◆ **AIM**:
List each line of the entries below that contains the string "dining". Case counts.

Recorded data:
▽

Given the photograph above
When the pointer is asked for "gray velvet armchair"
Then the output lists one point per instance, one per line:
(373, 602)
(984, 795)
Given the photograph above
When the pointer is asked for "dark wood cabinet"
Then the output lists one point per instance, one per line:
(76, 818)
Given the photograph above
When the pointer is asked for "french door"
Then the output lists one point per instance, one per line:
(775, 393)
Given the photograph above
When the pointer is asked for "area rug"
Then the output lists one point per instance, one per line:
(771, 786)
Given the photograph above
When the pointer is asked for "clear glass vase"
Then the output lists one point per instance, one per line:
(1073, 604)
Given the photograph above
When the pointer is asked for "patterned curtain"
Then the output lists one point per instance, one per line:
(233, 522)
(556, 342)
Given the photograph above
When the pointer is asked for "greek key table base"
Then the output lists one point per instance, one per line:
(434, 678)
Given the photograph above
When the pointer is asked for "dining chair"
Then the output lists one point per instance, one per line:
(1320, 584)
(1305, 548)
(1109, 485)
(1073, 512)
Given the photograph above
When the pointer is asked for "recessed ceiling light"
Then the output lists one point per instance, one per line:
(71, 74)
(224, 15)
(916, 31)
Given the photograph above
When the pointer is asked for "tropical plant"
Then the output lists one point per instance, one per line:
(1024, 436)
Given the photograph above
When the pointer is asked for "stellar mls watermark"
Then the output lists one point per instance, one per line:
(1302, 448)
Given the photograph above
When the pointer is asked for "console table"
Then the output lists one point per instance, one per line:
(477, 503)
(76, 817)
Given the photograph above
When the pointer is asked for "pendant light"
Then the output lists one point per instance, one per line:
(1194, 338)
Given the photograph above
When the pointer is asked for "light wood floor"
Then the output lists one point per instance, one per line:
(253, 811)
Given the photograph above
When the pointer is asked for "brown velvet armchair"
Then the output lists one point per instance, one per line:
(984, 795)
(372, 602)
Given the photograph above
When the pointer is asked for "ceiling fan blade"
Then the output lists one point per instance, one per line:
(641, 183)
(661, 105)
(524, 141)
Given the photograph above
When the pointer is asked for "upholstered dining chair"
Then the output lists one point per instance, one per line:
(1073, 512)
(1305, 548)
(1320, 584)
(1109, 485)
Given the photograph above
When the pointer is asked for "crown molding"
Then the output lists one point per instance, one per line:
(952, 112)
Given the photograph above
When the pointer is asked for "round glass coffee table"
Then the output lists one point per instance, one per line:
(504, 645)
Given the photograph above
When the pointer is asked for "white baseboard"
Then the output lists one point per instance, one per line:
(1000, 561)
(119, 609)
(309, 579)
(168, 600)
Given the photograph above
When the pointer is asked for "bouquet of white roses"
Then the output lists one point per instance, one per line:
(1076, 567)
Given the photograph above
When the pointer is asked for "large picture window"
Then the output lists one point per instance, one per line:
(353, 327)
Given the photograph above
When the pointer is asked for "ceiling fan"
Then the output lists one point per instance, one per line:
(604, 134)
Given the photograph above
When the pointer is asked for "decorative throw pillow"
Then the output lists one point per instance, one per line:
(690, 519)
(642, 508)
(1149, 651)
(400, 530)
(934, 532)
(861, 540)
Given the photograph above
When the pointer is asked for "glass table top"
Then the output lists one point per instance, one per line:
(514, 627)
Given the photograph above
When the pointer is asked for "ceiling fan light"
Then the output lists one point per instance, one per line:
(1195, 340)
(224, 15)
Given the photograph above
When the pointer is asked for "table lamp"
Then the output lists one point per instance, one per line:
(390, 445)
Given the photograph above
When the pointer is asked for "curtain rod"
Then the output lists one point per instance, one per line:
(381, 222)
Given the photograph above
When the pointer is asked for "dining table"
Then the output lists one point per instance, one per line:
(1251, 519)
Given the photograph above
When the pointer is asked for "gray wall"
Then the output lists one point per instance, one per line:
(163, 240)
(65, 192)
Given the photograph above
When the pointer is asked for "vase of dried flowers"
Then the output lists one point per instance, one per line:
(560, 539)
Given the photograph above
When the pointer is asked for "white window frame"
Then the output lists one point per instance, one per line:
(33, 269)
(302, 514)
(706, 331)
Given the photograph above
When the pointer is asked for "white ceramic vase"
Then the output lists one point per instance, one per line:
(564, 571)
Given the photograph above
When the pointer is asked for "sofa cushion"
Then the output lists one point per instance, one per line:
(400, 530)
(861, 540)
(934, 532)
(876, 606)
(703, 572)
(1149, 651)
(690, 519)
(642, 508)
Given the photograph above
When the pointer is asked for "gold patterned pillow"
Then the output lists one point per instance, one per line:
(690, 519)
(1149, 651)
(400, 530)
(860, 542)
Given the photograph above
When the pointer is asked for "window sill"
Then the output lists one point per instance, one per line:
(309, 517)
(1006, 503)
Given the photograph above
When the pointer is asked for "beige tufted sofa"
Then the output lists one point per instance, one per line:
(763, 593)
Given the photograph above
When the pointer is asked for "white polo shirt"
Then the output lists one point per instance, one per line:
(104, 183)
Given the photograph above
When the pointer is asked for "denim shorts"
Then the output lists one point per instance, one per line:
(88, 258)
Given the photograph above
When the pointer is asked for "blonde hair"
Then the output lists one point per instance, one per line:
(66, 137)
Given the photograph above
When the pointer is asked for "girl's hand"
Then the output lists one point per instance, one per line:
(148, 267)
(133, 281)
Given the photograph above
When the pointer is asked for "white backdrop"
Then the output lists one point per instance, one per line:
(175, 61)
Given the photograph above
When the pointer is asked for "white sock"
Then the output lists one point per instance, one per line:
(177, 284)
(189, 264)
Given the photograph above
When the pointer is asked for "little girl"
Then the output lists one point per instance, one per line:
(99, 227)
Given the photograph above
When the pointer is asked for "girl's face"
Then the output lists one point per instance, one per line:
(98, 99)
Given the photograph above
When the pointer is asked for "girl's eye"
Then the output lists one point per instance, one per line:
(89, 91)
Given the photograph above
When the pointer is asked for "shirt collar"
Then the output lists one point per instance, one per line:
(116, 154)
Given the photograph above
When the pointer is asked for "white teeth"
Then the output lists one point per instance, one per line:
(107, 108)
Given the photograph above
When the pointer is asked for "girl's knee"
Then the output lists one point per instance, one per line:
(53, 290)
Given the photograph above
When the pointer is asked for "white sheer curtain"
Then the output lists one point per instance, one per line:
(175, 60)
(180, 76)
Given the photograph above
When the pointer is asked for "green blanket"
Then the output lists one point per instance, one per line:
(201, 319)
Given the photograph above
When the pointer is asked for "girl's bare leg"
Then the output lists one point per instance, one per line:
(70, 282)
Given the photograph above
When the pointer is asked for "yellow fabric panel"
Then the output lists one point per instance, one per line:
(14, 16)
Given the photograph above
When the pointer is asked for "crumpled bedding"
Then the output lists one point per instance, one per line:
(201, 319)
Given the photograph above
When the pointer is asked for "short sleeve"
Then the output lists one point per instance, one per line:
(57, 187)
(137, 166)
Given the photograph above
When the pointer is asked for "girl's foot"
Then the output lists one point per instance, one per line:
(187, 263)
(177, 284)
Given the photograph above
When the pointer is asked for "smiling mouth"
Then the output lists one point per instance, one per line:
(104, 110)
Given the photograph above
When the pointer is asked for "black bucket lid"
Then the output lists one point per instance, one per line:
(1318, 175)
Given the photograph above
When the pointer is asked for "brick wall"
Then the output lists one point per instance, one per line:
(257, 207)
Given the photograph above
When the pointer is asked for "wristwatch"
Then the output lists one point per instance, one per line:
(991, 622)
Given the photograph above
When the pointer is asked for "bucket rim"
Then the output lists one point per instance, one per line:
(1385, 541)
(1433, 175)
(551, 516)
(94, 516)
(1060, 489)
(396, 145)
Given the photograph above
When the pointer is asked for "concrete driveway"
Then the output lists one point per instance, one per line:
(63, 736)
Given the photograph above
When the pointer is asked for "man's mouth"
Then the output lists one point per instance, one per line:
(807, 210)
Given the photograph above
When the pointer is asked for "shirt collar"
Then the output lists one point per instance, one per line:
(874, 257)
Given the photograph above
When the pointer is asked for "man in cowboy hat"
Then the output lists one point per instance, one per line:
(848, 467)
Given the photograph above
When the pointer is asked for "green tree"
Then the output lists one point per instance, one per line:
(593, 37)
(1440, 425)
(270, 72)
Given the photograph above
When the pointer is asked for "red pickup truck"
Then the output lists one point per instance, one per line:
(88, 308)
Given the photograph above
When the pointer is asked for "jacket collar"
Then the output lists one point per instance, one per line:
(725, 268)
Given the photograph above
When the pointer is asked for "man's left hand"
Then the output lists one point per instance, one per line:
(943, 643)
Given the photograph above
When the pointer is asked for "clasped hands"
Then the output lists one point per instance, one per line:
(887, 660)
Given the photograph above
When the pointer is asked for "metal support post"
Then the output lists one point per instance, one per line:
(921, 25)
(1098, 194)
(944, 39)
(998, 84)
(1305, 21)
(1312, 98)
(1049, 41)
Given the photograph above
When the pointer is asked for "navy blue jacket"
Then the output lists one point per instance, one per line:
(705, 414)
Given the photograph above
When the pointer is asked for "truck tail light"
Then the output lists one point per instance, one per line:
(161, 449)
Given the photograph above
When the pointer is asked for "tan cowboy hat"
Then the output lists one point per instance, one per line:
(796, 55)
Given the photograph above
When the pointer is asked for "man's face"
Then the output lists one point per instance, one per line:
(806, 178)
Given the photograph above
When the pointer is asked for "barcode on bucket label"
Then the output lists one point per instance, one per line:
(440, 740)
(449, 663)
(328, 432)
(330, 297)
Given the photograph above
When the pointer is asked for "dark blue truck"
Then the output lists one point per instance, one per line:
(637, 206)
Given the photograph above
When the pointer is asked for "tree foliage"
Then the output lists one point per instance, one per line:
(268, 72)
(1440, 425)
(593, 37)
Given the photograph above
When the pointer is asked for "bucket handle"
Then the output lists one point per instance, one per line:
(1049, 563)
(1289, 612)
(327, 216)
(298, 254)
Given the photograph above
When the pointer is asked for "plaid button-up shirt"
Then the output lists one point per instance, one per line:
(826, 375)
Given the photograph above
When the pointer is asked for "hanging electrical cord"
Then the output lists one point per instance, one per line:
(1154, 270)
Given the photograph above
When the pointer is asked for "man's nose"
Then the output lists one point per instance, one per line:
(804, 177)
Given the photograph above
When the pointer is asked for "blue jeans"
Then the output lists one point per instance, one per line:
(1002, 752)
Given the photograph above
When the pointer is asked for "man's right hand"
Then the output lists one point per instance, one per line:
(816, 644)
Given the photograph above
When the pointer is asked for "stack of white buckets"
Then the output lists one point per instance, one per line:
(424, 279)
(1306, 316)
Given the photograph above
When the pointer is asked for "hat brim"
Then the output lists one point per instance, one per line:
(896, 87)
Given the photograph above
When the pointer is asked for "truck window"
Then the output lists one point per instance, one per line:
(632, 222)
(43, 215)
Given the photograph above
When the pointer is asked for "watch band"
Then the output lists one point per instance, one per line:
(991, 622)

△

◆ **RESPONSE**:
When the pointer is asked for "dining chair"
When the pointer is asked for "upholstered dining chair"
When the pointer is asked for "dining table"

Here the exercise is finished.